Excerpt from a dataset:
----------

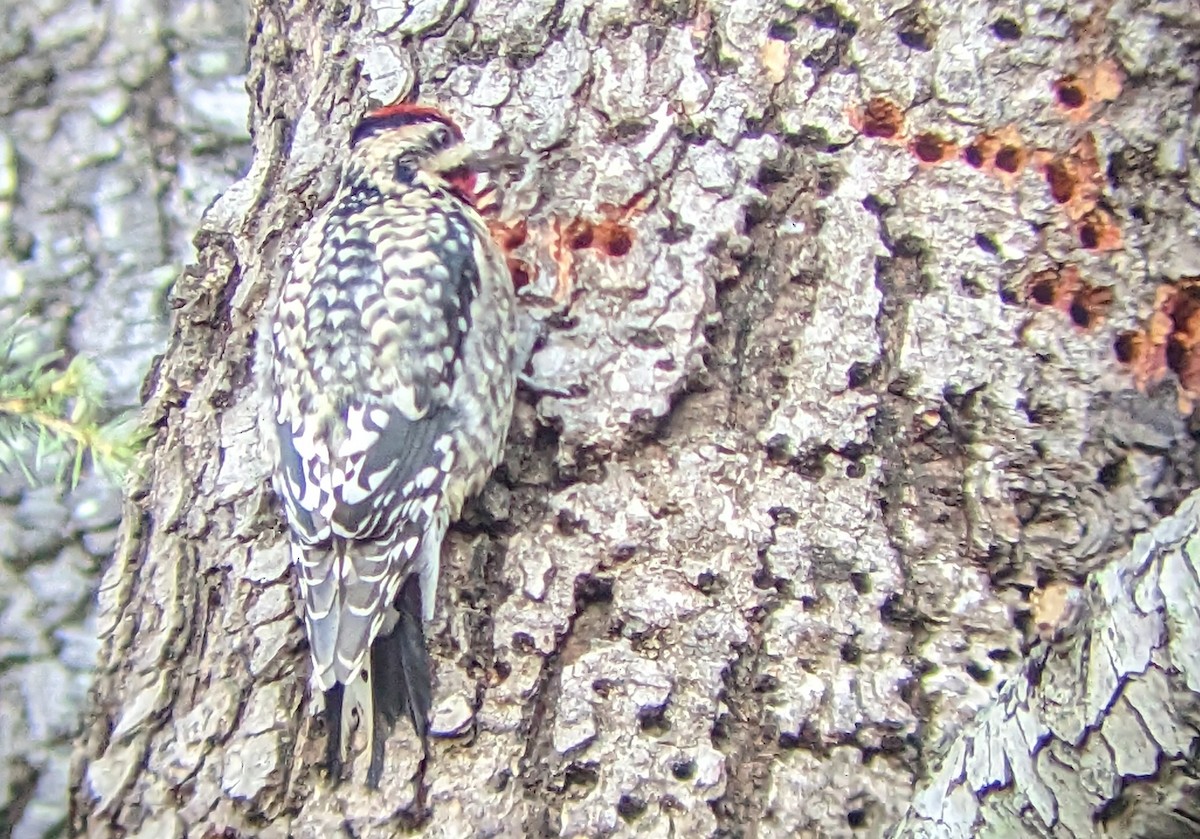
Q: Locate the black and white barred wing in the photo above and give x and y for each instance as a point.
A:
(361, 483)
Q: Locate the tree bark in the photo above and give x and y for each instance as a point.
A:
(826, 388)
(1098, 732)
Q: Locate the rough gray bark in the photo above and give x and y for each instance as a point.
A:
(792, 460)
(1098, 735)
(119, 124)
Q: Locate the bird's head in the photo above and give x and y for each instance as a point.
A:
(409, 144)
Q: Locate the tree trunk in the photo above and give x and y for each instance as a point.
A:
(833, 304)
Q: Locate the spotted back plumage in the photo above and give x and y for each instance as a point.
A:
(393, 367)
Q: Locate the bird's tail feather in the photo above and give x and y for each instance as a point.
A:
(400, 665)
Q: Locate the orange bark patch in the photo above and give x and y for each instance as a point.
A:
(1169, 342)
(930, 149)
(1065, 289)
(1079, 95)
(880, 119)
(1002, 154)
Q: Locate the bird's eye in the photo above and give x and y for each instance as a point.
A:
(406, 169)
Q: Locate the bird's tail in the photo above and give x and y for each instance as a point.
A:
(395, 679)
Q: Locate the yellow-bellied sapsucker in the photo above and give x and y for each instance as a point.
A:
(391, 377)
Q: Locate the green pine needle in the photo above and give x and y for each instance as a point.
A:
(51, 417)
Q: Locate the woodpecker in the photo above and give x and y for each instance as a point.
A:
(391, 375)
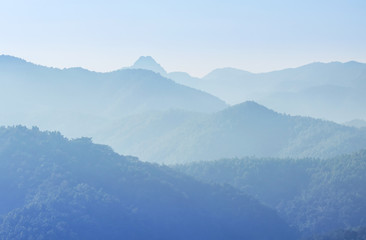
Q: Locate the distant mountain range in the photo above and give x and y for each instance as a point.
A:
(76, 100)
(317, 196)
(332, 91)
(246, 129)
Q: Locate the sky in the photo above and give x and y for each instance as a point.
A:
(190, 36)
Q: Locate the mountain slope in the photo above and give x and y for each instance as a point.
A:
(317, 196)
(246, 129)
(333, 91)
(54, 188)
(69, 99)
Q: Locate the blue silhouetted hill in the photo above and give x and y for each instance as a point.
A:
(246, 129)
(55, 188)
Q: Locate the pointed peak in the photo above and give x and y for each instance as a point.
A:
(148, 63)
(248, 107)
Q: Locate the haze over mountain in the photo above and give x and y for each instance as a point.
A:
(332, 91)
(54, 188)
(76, 100)
(317, 196)
(246, 129)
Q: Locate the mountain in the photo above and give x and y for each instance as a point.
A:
(55, 188)
(246, 129)
(77, 101)
(332, 91)
(358, 123)
(148, 63)
(316, 196)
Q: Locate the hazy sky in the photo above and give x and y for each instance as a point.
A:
(192, 36)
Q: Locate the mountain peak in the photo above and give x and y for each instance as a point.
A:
(148, 63)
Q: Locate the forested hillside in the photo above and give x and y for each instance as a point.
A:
(55, 188)
(317, 196)
(77, 101)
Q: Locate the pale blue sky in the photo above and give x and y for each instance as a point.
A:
(192, 36)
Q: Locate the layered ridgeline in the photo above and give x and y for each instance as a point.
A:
(332, 91)
(54, 188)
(316, 196)
(76, 100)
(246, 129)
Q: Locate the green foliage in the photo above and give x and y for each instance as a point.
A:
(314, 195)
(54, 188)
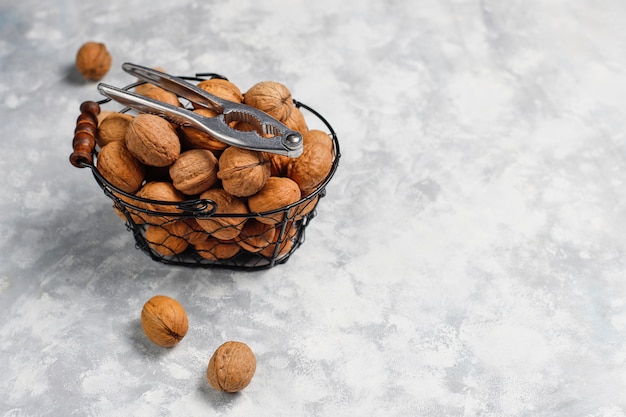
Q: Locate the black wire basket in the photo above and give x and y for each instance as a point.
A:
(191, 232)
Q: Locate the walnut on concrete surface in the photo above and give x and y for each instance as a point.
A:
(93, 60)
(164, 321)
(231, 367)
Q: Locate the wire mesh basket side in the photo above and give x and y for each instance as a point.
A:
(192, 233)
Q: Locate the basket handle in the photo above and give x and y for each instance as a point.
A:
(85, 134)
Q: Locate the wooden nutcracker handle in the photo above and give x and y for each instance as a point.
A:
(85, 134)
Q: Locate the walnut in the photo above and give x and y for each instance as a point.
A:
(256, 236)
(113, 128)
(162, 192)
(202, 140)
(280, 246)
(152, 140)
(222, 88)
(119, 167)
(164, 321)
(195, 171)
(278, 164)
(215, 250)
(315, 163)
(243, 172)
(231, 367)
(93, 60)
(278, 192)
(166, 239)
(222, 227)
(271, 97)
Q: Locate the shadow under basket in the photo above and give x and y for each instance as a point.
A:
(178, 233)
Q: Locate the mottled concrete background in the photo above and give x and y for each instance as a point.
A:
(468, 259)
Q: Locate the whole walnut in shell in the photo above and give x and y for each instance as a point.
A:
(195, 171)
(199, 139)
(161, 192)
(113, 128)
(118, 166)
(243, 172)
(93, 60)
(195, 233)
(231, 367)
(278, 192)
(315, 162)
(152, 140)
(271, 97)
(164, 321)
(256, 236)
(222, 88)
(166, 239)
(215, 250)
(281, 245)
(222, 227)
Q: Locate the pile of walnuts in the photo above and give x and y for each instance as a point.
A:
(151, 158)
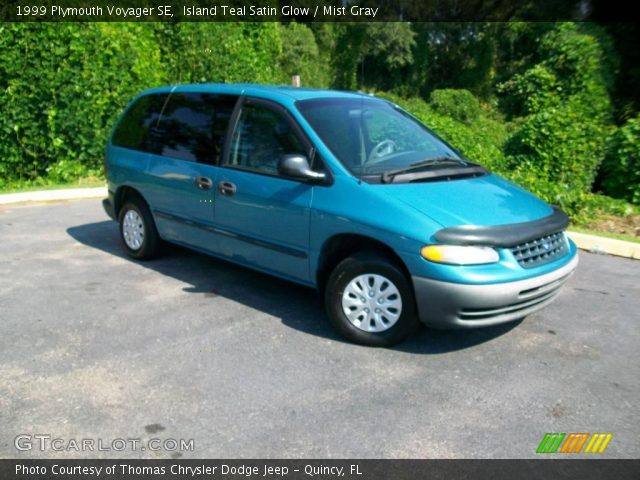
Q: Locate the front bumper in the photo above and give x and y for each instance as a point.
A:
(454, 305)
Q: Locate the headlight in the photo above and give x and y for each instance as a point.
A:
(459, 254)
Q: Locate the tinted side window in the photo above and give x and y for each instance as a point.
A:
(261, 137)
(192, 127)
(133, 130)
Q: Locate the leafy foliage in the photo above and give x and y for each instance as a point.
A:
(58, 103)
(458, 104)
(622, 163)
(532, 101)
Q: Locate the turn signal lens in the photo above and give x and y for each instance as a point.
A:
(459, 254)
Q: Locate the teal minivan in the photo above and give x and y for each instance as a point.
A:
(342, 192)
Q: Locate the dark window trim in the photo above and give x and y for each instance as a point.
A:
(227, 132)
(312, 152)
(126, 111)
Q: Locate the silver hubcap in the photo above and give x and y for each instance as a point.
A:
(133, 230)
(372, 303)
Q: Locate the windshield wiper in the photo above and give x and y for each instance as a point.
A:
(387, 177)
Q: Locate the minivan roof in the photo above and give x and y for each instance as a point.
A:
(275, 92)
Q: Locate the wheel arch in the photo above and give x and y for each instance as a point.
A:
(340, 246)
(124, 193)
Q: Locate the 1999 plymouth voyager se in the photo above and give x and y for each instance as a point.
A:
(339, 191)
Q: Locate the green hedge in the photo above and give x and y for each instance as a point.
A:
(621, 167)
(62, 86)
(481, 139)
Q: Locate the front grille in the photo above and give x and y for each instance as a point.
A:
(541, 250)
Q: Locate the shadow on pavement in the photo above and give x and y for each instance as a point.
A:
(297, 306)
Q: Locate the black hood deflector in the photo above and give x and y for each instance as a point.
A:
(504, 235)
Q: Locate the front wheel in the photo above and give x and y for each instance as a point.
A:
(370, 301)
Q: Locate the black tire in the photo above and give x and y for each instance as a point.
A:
(150, 245)
(370, 264)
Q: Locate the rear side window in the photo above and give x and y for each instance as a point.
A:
(193, 127)
(134, 128)
(261, 137)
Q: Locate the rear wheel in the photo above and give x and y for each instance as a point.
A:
(370, 301)
(138, 230)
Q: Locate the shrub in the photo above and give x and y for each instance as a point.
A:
(458, 104)
(62, 86)
(199, 52)
(560, 146)
(621, 168)
(480, 140)
(300, 56)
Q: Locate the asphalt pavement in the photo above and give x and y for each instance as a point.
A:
(235, 364)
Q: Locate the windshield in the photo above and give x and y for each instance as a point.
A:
(372, 137)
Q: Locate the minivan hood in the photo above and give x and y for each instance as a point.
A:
(487, 200)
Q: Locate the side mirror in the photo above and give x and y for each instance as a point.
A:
(297, 166)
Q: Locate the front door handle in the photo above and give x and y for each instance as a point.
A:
(204, 183)
(227, 188)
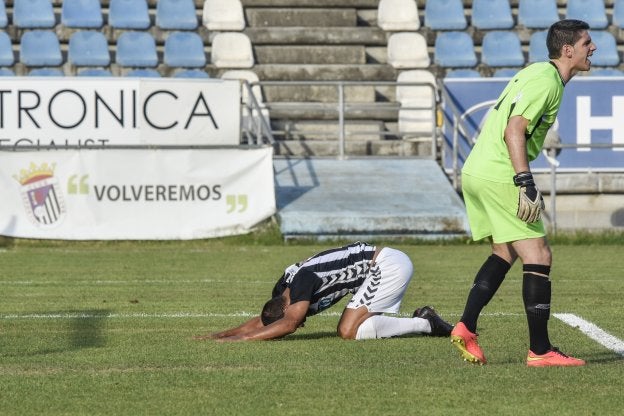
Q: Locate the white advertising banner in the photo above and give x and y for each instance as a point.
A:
(118, 111)
(137, 194)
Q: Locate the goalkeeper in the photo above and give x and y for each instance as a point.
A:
(502, 201)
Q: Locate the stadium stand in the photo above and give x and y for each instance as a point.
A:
(445, 15)
(502, 48)
(606, 72)
(463, 73)
(82, 14)
(94, 72)
(88, 48)
(6, 50)
(46, 72)
(492, 14)
(537, 47)
(176, 15)
(4, 21)
(606, 53)
(416, 120)
(306, 40)
(128, 14)
(618, 14)
(249, 76)
(537, 14)
(232, 50)
(408, 50)
(222, 15)
(191, 73)
(143, 73)
(136, 49)
(505, 72)
(30, 14)
(454, 49)
(40, 48)
(398, 15)
(184, 49)
(591, 11)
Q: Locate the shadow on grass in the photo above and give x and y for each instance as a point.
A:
(312, 335)
(83, 329)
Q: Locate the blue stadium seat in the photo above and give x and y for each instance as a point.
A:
(606, 53)
(4, 21)
(591, 11)
(454, 49)
(538, 51)
(502, 48)
(537, 14)
(136, 49)
(81, 13)
(492, 14)
(40, 48)
(618, 13)
(185, 49)
(46, 72)
(505, 72)
(144, 73)
(6, 50)
(445, 15)
(94, 72)
(128, 14)
(88, 48)
(176, 15)
(463, 73)
(191, 73)
(28, 14)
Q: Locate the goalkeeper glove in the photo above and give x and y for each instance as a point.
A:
(530, 201)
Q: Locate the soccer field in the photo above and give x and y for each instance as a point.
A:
(106, 329)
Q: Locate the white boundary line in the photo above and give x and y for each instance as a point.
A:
(593, 331)
(175, 315)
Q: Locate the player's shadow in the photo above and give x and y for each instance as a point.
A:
(311, 335)
(82, 329)
(603, 357)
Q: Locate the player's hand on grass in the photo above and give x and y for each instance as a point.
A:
(530, 200)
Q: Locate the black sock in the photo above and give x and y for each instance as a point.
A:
(485, 285)
(536, 293)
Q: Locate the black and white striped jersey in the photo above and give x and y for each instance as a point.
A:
(327, 277)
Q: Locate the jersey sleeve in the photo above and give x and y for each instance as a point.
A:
(533, 101)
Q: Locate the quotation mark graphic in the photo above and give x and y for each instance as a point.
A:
(233, 201)
(75, 186)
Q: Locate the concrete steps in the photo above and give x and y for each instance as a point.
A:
(366, 198)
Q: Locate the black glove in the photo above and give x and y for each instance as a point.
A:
(530, 201)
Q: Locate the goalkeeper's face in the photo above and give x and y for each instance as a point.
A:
(582, 51)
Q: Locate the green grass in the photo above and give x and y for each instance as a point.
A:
(105, 328)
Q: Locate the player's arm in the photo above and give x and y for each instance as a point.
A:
(294, 316)
(249, 326)
(530, 201)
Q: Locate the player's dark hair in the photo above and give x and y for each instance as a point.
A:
(563, 32)
(273, 310)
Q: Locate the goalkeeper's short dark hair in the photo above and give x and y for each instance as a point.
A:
(273, 310)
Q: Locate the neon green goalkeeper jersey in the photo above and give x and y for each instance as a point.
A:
(534, 93)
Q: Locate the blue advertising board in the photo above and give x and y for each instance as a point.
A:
(590, 120)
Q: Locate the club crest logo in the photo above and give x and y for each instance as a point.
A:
(41, 194)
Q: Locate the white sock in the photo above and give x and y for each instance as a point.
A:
(380, 326)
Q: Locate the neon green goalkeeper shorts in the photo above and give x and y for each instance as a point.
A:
(492, 208)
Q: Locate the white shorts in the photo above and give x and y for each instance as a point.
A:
(383, 289)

----------

§ WHAT THIS TASK INVOLVES: Set down only these lines, exactly: the line containing "Q: Locate the jersey" and each line after it, through the end of the listing.

§ REPLY TO THE EXERCISE:
Q: Locate the jersey sleeve in the photo above and give x and y for each instance as a point.
A:
(533, 101)
Q: Locate the quotation mark graphic in the photo above and give x and y for each instance as a point.
A:
(233, 201)
(75, 186)
Q: Locate the concrete steps in the photo above and give x and y for each instance as a point.
A:
(366, 198)
Q: Locate the black glove in the photo above and give x and y for each instance as a point.
A:
(530, 201)
Q: Locate the goalkeeper's face in the photo above and give x and y for each instance as a point.
A:
(582, 51)
Q: Locate the green grass in the photo above and give x and y for each instance as a point.
A:
(105, 328)
Q: Locate the player's arm in the photo above and give x and y for each instance as a point.
A:
(294, 316)
(249, 326)
(530, 201)
Q: Locate the player's dark hair in the photo above and give x and y for each instance as a point.
A:
(563, 32)
(273, 310)
Q: Locate the goalkeeper's short dark hair in the photo above and give x and y for each instance as a point.
A:
(273, 310)
Q: Locate the neon green goalkeeper jersey in the photo above and give x and y for each instance as a point.
A:
(534, 93)
Q: Locate the blue advertising board in the photo above and give x and y for each instance as a point.
A:
(590, 120)
Q: Locate the club crest logo in the photo above and give x and y for each instance as a point.
A:
(41, 194)
Q: Locate the white sock in the photo above and give x and y for each instance as a point.
A:
(380, 326)
Q: Locate the neon green goalkeeper shorts in the photo above and give x and y for each instance as a point.
A:
(492, 208)
Q: Locate the white shorts in the photo above and give x and y for each instance as a point.
A:
(383, 289)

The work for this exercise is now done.